EXERCISE. Lines before the one containing "of the orange" are excluded; reproduce that line and all lines after it in the entries below, exactly.

GIVEN DATA.
────────────────
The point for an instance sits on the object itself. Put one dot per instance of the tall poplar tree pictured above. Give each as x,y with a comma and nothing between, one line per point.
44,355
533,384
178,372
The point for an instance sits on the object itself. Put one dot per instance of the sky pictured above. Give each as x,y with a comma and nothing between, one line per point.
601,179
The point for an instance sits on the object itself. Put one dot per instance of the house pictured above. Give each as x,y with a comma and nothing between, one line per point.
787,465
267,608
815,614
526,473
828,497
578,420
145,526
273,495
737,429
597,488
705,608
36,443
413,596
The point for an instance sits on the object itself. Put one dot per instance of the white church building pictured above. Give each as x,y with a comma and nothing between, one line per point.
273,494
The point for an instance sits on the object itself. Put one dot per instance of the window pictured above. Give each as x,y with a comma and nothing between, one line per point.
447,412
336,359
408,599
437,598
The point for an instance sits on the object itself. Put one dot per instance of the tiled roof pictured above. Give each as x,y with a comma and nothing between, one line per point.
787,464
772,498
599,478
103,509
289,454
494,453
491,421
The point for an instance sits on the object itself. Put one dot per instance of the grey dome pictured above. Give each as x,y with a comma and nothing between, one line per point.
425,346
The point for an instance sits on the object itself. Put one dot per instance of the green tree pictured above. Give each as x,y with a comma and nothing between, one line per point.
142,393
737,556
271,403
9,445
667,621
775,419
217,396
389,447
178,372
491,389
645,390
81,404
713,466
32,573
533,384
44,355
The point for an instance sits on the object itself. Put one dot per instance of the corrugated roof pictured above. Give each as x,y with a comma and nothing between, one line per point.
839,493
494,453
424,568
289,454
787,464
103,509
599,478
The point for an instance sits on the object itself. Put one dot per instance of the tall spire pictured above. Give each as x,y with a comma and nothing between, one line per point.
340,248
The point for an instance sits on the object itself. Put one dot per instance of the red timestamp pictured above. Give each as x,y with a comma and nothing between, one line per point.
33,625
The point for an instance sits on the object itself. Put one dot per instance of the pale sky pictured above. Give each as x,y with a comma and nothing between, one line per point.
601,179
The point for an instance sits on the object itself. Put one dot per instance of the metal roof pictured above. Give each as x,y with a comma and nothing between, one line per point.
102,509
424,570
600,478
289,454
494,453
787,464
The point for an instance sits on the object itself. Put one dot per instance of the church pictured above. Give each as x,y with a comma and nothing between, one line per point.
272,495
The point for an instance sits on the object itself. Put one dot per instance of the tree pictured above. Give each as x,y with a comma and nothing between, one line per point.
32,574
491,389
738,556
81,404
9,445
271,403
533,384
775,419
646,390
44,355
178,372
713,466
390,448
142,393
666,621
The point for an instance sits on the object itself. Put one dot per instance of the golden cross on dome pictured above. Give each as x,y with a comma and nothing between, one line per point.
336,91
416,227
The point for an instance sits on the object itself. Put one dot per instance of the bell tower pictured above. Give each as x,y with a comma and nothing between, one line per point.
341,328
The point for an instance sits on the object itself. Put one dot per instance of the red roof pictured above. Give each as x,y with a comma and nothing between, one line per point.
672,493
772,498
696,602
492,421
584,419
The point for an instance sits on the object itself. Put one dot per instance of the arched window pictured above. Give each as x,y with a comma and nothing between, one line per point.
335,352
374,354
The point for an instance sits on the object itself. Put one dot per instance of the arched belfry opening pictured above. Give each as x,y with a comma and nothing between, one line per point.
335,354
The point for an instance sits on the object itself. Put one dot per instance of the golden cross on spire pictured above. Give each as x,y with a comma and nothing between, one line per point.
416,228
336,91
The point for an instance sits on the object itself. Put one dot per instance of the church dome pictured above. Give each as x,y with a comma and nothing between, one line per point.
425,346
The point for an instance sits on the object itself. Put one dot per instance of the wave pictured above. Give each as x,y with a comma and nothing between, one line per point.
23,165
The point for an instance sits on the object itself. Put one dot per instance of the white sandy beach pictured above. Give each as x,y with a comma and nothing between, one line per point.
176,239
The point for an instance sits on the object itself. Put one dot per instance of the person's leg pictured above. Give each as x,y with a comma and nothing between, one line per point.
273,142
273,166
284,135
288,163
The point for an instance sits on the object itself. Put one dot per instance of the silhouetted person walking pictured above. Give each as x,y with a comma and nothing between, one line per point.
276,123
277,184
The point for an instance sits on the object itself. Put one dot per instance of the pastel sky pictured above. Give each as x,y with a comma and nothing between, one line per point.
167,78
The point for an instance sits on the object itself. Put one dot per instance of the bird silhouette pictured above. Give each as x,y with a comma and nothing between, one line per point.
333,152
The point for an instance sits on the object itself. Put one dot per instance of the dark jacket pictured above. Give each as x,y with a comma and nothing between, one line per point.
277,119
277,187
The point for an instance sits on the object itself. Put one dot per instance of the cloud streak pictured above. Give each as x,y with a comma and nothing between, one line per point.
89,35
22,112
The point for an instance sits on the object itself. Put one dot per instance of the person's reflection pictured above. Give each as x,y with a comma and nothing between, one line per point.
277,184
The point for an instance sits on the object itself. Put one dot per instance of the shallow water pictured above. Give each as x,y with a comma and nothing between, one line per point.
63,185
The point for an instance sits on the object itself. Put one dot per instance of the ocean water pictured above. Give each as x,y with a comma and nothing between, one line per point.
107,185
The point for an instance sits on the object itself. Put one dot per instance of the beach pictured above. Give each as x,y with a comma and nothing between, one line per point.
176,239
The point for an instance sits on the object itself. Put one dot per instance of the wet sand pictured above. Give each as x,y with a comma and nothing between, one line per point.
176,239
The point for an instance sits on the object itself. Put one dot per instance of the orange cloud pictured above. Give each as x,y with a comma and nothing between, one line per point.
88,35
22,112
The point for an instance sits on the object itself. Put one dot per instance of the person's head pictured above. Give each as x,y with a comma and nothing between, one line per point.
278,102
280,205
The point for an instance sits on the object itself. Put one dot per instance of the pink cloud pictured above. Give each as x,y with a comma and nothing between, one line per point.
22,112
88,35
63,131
────────────────
FINISHED TASK.
The point for an instance sits on the object itself. Put one dot per instance of the orange cloud pictured above. Give each as x,y with a comma and nothing between, one line per point.
88,35
22,112
The point for an instance sits on the object itself. Put one dot per instance of the person's head pictured above. Give each as x,y with a comma and nothing between, one line per point.
278,102
280,205
The point for an instance sits on the object itself. Put one dot per instance of the pink cloud pictured above. Give each as x,y with a comma and nothing between, one line per point.
22,112
88,35
63,131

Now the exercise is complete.